Work required: Only the lines from the one containing "of the ceiling;" through the end of the material are to be echoed, each exactly as it appears.

Input material:
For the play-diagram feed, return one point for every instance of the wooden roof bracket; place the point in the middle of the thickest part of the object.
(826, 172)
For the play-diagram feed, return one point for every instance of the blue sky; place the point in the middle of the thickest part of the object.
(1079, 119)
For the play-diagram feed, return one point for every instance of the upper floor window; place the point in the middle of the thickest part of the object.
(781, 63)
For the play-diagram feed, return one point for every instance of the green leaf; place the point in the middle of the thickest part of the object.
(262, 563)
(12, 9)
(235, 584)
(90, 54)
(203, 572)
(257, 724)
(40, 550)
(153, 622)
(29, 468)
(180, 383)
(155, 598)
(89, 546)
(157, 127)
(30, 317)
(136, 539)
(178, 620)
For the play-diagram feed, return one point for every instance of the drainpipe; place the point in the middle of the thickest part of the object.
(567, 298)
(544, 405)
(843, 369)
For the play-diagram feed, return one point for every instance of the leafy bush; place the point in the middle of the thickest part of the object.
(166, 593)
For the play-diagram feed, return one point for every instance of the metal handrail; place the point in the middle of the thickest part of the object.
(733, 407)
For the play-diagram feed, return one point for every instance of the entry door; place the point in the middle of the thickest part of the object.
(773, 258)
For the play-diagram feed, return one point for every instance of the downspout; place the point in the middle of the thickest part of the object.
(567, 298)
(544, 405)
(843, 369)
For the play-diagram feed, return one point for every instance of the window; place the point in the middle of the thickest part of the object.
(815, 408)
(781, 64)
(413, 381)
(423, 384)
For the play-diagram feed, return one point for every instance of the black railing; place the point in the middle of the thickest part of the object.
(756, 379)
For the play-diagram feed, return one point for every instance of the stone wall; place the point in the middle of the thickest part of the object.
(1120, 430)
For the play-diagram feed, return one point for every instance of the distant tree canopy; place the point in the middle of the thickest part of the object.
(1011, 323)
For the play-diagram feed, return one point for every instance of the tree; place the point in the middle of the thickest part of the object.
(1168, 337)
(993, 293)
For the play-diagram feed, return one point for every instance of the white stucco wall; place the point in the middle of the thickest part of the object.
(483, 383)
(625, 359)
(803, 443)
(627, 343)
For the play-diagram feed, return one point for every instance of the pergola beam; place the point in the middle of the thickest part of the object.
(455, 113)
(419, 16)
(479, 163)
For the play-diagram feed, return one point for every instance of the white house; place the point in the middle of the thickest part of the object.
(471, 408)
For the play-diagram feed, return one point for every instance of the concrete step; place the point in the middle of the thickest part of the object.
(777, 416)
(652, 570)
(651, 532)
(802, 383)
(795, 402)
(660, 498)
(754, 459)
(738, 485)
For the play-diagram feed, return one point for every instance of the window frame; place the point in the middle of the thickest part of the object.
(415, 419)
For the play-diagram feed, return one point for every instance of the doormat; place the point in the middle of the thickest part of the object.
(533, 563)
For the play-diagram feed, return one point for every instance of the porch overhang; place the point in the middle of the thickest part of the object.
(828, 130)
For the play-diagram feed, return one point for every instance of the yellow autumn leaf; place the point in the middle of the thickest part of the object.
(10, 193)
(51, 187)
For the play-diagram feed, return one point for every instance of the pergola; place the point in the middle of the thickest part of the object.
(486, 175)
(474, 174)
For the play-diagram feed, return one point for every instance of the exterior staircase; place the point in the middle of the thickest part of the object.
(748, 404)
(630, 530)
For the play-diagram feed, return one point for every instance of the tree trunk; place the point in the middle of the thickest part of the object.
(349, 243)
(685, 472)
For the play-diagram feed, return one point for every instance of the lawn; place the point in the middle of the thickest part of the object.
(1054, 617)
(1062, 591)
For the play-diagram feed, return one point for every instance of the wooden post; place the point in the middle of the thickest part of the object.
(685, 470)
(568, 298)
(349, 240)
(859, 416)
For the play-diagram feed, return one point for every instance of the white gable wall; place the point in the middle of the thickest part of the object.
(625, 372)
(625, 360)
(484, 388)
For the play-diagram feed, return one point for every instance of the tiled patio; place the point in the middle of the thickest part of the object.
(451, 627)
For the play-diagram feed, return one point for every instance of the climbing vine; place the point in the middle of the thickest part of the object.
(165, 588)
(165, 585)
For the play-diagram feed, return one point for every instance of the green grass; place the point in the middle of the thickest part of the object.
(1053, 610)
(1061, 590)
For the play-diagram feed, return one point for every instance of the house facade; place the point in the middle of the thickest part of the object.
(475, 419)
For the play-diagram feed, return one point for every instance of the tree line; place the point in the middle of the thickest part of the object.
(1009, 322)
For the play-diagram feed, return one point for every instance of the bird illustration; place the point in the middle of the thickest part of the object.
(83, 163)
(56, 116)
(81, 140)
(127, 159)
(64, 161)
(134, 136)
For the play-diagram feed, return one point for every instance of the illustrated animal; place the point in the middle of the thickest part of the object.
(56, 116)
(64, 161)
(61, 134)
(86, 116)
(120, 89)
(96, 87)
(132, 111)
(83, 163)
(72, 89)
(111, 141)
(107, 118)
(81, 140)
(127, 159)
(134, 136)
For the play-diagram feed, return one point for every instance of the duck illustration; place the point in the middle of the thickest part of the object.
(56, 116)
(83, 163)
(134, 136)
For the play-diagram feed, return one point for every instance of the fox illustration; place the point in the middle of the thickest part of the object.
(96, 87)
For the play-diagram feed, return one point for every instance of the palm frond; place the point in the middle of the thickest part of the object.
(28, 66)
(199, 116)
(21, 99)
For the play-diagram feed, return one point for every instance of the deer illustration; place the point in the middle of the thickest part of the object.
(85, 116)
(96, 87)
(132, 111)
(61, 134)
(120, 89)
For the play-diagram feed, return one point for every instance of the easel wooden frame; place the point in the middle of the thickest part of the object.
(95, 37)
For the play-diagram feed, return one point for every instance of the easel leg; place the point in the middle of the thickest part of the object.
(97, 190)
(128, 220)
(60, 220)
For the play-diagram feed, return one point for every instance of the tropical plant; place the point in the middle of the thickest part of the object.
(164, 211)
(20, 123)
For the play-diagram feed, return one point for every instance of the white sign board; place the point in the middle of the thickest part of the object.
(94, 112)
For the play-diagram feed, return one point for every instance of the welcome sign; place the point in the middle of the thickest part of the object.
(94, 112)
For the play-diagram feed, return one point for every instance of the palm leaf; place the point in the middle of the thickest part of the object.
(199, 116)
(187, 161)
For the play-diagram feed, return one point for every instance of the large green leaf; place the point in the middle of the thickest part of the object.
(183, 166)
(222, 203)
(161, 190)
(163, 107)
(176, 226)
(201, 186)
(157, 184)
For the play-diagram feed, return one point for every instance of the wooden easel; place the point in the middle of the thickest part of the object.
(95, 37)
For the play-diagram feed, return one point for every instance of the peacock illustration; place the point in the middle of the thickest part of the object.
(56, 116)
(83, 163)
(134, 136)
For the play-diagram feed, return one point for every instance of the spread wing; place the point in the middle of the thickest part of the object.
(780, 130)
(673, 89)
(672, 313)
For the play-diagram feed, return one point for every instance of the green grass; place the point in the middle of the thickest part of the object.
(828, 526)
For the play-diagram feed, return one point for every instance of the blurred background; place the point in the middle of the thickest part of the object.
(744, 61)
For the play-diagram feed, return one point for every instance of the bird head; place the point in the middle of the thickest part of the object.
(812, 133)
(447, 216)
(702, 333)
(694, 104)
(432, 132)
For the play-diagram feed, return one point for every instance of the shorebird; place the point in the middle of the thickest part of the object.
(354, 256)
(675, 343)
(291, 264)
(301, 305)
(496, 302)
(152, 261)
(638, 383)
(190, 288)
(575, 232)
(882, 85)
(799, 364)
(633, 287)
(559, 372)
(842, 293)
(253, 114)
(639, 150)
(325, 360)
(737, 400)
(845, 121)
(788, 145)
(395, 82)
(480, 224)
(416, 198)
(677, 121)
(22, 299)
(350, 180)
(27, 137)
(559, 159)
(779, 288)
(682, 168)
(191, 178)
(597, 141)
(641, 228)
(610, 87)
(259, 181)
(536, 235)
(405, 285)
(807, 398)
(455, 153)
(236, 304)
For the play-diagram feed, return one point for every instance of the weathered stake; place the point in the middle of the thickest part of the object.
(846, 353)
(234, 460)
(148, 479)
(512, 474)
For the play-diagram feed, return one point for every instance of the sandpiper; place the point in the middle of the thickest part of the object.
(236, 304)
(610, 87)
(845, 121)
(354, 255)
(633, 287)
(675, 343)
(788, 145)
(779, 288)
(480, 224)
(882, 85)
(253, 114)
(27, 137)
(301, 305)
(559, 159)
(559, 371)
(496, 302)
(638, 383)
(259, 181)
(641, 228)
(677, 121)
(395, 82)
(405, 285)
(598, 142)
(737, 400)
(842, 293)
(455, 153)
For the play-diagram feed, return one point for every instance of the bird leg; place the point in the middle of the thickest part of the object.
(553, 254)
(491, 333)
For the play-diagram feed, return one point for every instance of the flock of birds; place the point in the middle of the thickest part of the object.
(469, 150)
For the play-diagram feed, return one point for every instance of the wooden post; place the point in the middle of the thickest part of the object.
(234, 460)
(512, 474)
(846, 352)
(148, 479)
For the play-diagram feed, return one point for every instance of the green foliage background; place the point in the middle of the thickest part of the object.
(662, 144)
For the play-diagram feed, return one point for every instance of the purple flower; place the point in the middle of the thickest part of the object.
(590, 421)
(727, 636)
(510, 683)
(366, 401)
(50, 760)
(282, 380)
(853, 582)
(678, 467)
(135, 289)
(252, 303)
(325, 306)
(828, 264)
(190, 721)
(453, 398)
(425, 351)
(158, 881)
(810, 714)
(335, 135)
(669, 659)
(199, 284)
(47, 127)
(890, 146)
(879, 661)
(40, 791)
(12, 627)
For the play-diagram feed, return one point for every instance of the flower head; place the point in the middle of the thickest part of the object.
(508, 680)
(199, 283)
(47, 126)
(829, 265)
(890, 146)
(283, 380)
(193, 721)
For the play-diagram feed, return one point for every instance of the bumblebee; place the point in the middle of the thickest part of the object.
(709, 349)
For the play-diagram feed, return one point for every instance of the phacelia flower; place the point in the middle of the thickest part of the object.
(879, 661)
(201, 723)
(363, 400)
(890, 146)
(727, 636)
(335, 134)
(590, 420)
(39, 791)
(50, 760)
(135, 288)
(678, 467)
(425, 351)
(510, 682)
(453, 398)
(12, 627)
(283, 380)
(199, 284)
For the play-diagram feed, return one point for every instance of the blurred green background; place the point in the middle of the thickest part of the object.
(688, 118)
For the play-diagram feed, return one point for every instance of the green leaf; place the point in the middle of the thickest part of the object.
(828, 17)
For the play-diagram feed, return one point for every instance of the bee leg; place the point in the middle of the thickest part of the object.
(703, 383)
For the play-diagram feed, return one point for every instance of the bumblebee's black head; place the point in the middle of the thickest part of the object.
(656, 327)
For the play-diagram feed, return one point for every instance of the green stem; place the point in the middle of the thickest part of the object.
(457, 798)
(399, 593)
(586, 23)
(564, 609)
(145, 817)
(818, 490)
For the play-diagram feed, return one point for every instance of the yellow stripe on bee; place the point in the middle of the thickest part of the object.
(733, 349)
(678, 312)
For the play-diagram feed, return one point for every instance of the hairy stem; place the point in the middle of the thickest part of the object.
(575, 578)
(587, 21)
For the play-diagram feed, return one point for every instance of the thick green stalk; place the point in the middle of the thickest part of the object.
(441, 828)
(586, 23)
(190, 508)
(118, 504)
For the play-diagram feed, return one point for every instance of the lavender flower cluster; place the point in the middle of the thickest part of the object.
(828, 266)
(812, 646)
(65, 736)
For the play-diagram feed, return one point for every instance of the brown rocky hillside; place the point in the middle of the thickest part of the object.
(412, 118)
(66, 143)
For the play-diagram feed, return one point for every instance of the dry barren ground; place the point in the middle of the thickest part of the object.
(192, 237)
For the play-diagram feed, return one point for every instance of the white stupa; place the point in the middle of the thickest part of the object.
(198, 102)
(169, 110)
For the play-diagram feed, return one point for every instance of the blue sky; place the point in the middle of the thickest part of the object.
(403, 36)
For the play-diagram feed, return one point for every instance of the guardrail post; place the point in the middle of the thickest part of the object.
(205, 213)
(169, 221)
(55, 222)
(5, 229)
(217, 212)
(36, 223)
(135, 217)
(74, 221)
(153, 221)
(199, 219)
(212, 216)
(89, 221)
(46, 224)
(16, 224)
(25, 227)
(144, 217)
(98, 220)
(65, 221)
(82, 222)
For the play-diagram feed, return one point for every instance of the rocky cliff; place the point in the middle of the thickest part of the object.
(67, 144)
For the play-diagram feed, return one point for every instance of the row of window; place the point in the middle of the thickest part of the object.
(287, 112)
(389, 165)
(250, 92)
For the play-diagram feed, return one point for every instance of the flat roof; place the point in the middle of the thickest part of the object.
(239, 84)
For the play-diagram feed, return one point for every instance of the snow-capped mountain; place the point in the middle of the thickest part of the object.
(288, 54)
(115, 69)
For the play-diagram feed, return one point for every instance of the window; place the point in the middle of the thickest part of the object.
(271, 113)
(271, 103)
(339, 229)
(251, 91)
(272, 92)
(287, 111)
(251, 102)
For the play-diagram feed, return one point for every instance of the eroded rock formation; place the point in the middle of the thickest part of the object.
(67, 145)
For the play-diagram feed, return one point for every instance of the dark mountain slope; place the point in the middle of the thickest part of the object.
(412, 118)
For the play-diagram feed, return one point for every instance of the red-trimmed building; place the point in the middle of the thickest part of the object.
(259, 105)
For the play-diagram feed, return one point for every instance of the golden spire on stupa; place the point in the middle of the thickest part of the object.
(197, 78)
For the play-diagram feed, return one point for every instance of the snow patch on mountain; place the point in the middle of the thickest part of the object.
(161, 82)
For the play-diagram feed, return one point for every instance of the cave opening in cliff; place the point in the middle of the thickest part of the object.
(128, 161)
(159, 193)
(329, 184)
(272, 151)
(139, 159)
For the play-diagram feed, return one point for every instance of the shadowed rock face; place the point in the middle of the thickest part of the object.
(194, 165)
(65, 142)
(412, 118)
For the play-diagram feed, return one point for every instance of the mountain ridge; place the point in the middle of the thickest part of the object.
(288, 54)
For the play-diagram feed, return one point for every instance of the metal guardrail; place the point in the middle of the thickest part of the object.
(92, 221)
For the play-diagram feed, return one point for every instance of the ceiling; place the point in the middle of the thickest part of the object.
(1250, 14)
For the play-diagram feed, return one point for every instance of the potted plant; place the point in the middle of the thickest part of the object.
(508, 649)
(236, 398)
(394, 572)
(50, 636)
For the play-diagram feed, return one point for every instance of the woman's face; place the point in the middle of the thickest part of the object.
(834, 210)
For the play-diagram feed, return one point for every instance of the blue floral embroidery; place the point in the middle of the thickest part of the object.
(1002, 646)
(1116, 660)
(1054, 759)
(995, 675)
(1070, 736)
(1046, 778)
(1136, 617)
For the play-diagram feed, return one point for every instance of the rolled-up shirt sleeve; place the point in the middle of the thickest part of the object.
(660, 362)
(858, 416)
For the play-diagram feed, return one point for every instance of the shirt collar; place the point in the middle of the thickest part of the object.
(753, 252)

Correct response:
For the play-diagram feed, return one point for every instance of the ceiling; place the point in the middle of the thickest part of the object.
(1250, 14)
For the play-diagram feed, return one point for every instance of the potted plant; place the point in the middle of the thickest part of the object.
(508, 649)
(236, 398)
(394, 572)
(50, 636)
For the play-diagram feed, return one point for every instance of the woman's face; place the point in the middle of the thickest part of the object.
(834, 210)
For the play-diagram feed, return one point for every instance of the blue floral embroidery; place the point in the middle of the thickest part of the object.
(1002, 646)
(1116, 660)
(1054, 759)
(995, 675)
(1070, 736)
(1046, 778)
(1136, 617)
For the play-diagram feed, return one point for every instance of the rolled-up shirt sleeve; place the point in the middle of the thickest part of the object.
(660, 362)
(858, 416)
For the play-diagram feed, return one point for every instance of the shirt collar; place the point in the middle of the thickest part of the object.
(753, 252)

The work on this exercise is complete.